WHAT IS BEING ASKED
Reproduce the items below exactly, starting at the first line and ending at the line that contains "x=292 y=901", with both ends included.

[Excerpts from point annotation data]
──────────

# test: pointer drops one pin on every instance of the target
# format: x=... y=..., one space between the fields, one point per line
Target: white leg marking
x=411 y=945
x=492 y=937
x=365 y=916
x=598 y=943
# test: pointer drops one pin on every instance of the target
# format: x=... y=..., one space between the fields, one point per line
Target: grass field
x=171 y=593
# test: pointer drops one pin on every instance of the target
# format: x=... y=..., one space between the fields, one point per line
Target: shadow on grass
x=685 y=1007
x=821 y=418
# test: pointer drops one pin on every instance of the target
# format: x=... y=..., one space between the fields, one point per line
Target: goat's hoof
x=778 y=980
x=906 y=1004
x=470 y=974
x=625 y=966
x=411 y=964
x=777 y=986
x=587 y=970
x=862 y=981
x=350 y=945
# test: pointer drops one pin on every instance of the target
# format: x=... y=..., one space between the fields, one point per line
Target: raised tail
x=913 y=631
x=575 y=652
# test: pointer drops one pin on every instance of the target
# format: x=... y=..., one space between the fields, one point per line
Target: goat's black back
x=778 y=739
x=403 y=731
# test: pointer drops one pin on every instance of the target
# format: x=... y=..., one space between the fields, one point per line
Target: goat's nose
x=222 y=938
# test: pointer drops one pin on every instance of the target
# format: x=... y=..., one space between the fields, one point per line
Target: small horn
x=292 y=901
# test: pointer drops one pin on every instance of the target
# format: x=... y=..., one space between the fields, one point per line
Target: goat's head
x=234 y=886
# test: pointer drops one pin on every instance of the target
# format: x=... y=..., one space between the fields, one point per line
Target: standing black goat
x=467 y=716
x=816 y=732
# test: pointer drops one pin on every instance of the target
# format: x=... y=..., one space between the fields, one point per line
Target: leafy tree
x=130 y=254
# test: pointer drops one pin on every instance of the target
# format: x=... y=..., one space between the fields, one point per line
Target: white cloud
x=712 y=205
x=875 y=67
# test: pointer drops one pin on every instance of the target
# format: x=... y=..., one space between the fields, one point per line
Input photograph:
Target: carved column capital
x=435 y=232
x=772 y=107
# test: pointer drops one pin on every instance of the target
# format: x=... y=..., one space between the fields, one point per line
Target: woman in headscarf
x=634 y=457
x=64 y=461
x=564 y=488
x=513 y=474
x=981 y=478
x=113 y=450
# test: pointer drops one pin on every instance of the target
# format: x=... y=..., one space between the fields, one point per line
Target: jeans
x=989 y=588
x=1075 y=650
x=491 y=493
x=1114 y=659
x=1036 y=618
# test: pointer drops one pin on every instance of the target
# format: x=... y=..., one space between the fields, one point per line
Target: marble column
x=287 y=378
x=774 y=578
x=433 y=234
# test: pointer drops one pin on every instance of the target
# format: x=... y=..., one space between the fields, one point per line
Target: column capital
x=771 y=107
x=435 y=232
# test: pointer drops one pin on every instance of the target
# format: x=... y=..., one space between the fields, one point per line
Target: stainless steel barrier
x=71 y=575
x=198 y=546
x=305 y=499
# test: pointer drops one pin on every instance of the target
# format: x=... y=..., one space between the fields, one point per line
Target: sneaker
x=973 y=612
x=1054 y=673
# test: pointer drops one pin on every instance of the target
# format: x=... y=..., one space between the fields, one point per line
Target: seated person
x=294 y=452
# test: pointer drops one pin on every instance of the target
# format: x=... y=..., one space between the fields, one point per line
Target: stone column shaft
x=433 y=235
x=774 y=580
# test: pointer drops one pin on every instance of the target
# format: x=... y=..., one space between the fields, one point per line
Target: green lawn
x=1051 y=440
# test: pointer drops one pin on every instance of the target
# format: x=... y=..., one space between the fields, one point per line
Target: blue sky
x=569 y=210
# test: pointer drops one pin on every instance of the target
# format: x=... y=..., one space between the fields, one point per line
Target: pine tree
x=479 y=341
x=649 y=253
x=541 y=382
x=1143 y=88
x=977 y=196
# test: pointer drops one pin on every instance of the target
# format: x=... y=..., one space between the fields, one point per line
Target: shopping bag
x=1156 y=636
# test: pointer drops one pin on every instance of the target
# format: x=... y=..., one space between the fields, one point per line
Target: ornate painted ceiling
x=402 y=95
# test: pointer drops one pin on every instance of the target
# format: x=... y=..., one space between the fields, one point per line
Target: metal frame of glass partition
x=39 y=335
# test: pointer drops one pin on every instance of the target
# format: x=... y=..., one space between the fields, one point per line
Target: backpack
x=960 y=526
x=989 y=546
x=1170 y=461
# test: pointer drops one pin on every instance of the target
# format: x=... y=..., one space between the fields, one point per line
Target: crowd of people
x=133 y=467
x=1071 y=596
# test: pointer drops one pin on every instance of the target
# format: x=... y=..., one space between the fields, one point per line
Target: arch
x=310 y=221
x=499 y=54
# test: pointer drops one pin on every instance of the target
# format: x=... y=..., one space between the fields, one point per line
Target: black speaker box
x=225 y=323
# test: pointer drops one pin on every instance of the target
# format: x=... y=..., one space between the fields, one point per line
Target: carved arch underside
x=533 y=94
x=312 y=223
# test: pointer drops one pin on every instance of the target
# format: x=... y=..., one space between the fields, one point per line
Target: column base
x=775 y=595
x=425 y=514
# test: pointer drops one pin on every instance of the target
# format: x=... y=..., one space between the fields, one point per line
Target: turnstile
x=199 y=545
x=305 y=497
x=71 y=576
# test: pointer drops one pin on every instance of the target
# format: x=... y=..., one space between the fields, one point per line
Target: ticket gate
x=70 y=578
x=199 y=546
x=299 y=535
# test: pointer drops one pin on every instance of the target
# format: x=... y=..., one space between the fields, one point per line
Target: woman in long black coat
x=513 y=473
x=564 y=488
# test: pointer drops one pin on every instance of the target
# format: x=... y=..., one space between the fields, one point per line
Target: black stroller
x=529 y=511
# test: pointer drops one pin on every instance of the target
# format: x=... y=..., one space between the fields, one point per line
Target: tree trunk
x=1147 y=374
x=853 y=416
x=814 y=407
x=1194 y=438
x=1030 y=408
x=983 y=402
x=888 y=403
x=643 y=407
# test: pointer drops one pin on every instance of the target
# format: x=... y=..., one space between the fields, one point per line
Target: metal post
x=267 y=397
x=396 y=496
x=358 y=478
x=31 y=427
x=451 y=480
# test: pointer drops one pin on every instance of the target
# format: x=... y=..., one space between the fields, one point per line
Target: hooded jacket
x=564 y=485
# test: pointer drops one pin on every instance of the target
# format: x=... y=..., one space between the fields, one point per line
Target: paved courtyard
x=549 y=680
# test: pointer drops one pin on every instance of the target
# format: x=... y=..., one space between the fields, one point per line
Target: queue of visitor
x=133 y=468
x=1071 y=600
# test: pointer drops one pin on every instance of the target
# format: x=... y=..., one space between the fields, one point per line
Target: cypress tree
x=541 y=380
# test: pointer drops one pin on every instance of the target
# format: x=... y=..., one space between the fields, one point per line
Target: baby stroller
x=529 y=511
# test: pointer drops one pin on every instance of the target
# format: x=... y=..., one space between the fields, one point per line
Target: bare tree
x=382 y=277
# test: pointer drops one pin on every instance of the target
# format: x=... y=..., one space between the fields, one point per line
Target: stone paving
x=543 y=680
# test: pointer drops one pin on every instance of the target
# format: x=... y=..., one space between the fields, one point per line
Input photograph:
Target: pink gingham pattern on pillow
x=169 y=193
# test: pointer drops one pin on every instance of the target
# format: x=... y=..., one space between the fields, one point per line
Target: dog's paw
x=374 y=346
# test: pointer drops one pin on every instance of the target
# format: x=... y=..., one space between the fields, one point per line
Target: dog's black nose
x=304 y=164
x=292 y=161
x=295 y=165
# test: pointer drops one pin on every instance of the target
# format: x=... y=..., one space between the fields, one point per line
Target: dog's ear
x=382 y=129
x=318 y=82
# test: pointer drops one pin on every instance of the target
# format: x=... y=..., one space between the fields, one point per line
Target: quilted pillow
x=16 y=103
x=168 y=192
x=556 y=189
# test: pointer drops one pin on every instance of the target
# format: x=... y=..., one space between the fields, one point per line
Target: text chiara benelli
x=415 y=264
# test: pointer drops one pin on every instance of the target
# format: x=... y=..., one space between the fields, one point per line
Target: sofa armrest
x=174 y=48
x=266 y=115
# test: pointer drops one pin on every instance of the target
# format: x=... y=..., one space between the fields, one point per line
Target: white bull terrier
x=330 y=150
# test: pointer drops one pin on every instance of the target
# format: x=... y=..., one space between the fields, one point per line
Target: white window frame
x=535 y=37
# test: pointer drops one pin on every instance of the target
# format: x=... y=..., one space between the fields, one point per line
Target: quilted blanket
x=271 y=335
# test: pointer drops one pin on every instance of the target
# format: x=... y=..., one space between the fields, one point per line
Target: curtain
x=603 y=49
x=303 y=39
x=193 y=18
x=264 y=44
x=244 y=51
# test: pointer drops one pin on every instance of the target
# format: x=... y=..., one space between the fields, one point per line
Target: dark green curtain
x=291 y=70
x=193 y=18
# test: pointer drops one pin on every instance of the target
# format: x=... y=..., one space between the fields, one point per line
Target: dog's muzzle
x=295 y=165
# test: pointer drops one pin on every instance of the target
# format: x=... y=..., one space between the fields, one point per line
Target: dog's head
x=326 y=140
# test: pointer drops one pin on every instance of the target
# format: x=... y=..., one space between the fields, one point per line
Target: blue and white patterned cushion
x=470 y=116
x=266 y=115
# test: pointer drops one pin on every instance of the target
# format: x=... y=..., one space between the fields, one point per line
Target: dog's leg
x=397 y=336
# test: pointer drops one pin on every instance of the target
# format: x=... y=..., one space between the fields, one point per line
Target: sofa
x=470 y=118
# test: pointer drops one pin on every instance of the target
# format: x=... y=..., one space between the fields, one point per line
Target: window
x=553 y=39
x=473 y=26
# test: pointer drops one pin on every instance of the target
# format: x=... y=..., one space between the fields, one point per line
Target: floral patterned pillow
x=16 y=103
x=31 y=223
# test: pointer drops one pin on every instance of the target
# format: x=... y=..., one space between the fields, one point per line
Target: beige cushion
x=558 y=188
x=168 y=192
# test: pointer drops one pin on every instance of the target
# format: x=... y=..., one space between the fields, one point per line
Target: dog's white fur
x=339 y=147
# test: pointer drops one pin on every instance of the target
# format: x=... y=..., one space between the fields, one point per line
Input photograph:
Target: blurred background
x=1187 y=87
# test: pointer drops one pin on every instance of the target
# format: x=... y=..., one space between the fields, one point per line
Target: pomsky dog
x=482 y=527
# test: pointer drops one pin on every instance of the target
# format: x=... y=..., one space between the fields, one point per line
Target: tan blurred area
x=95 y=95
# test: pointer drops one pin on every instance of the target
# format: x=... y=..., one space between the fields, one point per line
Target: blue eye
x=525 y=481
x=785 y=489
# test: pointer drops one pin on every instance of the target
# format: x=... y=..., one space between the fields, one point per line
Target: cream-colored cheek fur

──────────

RESULT FOR THIS EXERCISE
# test: pointer drops one pin on every instance of the target
# format: x=... y=..., one space between the fields, one point per line
Target: white leg marking
x=411 y=945
x=492 y=937
x=365 y=916
x=598 y=943
# test: pointer drops one pin on every instance of the target
# format: x=... y=..., one space between the fields, one point per line
Target: grass field
x=171 y=593
# test: pointer drops one pin on every instance of the target
# format: x=... y=..., one space between the fields, one point per line
Target: shadow on grass
x=685 y=1007
x=821 y=418
# test: pointer drops one pin on every instance of the target
# format: x=... y=..., one space between the fields, one point per line
Target: goat's hoof
x=778 y=980
x=906 y=1004
x=470 y=974
x=625 y=966
x=411 y=964
x=777 y=986
x=587 y=970
x=862 y=981
x=350 y=945
# test: pointer drops one pin on every instance of the target
# format: x=... y=..., one space between the fields, one point per line
Target: raised tail
x=913 y=631
x=575 y=652
# test: pointer drops one pin on every instance of the target
# format: x=... y=..., one space between the fields, one point per line
Target: goat's black back
x=778 y=739
x=403 y=731
# test: pointer drops one pin on every instance of the target
# format: x=... y=..., one space between the fields, one point per line
Target: goat's nose
x=222 y=938
# test: pointer drops one pin on every instance of the target
# format: x=... y=..., one space between the fields, one point per line
Target: small horn
x=292 y=901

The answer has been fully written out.